» **Dataset**:
— start —

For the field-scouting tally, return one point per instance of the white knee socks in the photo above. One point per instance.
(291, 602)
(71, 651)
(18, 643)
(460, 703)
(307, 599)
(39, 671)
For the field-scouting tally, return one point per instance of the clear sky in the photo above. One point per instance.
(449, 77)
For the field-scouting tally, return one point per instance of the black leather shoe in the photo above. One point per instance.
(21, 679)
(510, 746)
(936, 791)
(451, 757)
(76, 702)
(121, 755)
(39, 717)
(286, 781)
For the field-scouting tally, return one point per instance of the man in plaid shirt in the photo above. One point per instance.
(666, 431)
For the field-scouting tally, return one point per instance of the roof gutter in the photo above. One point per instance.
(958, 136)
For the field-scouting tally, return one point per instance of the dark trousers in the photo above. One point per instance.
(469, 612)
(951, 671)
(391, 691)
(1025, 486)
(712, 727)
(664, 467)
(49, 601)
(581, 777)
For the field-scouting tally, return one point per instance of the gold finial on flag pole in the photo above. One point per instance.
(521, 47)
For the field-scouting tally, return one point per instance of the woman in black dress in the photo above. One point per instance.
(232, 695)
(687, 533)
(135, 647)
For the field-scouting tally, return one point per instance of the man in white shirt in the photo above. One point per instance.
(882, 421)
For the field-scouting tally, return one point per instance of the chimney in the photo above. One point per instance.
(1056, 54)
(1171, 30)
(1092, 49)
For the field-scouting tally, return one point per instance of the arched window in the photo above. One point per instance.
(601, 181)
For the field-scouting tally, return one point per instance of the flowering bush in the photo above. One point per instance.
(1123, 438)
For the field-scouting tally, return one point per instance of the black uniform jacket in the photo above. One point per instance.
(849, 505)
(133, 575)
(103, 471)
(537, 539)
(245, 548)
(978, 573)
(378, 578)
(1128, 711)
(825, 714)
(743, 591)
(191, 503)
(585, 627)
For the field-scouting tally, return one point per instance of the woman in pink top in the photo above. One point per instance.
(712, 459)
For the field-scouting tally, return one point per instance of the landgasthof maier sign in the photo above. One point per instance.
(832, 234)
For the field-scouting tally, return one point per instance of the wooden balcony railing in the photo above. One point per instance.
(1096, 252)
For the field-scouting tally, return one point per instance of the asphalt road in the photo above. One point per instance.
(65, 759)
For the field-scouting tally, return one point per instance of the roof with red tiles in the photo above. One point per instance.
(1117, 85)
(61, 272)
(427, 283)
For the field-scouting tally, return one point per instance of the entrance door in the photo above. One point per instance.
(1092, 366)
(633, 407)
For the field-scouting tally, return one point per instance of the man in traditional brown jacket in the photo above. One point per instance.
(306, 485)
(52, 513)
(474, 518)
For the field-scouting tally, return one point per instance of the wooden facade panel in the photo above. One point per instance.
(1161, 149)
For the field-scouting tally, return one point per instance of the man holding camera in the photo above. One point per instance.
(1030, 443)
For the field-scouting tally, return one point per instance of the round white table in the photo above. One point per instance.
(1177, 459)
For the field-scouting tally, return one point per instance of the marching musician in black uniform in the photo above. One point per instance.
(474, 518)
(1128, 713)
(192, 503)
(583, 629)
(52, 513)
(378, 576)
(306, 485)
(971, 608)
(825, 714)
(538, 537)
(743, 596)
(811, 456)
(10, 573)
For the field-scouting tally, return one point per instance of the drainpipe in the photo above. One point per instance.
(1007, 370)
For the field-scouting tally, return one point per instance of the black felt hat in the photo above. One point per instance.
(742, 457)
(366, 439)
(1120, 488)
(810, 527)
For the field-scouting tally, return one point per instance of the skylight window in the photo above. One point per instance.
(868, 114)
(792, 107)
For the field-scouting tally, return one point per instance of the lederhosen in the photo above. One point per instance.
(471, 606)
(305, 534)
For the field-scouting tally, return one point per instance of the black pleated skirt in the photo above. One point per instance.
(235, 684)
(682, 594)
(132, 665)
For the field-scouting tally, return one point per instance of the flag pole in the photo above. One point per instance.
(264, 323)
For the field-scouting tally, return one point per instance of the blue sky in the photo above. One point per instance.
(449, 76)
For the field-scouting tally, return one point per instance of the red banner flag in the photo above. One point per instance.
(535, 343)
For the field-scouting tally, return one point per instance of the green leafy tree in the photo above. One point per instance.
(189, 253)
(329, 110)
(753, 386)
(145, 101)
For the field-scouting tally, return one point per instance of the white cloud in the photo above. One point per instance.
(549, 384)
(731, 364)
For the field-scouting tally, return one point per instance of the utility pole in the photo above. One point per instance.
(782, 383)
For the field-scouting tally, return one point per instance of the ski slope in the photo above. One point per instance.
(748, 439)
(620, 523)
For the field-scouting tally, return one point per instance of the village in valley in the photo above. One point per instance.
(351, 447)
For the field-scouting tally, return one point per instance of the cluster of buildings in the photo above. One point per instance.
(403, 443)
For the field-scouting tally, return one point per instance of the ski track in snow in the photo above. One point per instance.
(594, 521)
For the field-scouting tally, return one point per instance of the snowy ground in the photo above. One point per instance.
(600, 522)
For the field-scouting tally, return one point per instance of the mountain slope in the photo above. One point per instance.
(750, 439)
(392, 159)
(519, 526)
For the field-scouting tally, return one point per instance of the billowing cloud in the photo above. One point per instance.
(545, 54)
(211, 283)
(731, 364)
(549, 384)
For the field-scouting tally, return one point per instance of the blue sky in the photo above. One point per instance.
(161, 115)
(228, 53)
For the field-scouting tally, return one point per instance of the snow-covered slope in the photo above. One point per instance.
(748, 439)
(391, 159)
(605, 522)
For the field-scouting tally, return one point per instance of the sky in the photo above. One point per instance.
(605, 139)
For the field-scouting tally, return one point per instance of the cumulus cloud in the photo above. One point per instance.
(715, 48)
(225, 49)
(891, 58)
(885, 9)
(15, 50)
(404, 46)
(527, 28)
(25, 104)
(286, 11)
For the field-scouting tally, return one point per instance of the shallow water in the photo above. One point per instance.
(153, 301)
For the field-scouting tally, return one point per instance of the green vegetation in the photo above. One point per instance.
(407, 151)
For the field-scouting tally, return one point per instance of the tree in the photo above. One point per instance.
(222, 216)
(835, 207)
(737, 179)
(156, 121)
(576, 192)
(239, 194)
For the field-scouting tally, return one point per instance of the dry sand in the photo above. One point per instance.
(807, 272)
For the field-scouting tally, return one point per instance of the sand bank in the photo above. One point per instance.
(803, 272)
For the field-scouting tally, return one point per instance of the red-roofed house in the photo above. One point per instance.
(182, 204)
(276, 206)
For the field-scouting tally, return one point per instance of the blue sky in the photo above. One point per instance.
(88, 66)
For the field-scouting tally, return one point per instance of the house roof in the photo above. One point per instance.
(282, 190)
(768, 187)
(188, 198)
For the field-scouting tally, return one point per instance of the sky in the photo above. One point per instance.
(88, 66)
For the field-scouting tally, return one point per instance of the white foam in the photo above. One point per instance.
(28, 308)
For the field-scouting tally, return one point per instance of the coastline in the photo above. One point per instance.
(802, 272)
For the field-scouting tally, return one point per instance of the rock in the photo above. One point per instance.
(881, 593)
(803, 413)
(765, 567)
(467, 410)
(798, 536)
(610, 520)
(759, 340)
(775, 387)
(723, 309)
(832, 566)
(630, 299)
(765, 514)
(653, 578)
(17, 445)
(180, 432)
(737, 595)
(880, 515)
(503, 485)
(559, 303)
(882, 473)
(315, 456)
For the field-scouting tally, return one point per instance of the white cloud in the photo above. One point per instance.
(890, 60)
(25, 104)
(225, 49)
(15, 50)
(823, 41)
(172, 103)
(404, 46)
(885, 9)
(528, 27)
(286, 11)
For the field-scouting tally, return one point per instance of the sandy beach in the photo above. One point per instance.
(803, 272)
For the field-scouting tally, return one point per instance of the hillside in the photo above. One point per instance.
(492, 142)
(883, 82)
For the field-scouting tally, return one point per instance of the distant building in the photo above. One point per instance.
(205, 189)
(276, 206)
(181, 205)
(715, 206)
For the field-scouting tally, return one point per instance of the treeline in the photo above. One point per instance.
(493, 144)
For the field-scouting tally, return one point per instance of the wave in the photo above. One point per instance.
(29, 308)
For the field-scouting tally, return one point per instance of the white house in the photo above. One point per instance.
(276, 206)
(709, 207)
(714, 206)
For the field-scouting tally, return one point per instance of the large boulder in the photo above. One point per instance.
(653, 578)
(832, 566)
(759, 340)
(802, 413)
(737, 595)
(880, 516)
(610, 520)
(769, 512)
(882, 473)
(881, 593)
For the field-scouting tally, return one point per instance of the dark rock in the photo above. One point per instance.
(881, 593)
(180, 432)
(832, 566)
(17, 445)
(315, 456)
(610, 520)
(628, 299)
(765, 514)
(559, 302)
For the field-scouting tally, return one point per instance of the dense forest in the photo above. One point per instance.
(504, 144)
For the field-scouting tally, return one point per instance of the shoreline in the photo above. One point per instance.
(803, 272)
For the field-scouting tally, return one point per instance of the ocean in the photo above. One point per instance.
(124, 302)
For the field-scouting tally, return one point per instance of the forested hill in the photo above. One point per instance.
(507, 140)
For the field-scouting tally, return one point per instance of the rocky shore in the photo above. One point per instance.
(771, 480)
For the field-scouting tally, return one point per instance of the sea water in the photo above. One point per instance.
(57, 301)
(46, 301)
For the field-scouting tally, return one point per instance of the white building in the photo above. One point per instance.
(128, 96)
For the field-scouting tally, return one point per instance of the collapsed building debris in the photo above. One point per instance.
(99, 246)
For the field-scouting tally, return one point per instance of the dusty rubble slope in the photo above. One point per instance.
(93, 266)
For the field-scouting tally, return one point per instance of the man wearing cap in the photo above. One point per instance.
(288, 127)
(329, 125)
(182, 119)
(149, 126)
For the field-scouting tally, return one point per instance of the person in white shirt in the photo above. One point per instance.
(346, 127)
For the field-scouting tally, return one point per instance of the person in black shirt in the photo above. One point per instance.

— end —

» **Exercise**: Starting with the line containing "of the forested" and going on through the end of the data, rewrite those lines with "count" substituted for "tally" and everything else unchanged.

» **Expected answer**:
For the field-scouting count, return one point per instance of the forested hill in the photo above. One point per instance.
(507, 140)
For the field-scouting count, return one point per instance of the rocky shore in the photo above. One point per instance.
(771, 480)
For the field-scouting count, return one point per instance of the sea water in the photo above. One point per instance.
(57, 301)
(46, 301)
For the field-scouting count, return one point per instance of the white building in the photo above. One point per instance.
(128, 96)
For the field-scouting count, return one point per instance of the collapsed building debris in the photo above. One point per instance.
(99, 246)
For the field-scouting count, return one point per instance of the dusty rubble slope in the photo above. One point per instance.
(93, 266)
For the field-scouting count, return one point per instance of the man wearing cap in the photo above. One point per instance.
(288, 127)
(329, 125)
(182, 119)
(149, 126)
For the field-scouting count, return one point per instance of the person in white shirt in the photo above. One point per instance.
(346, 127)
For the field-scouting count, return one point per instance of the person in black shirt in the photo above. One point per instance.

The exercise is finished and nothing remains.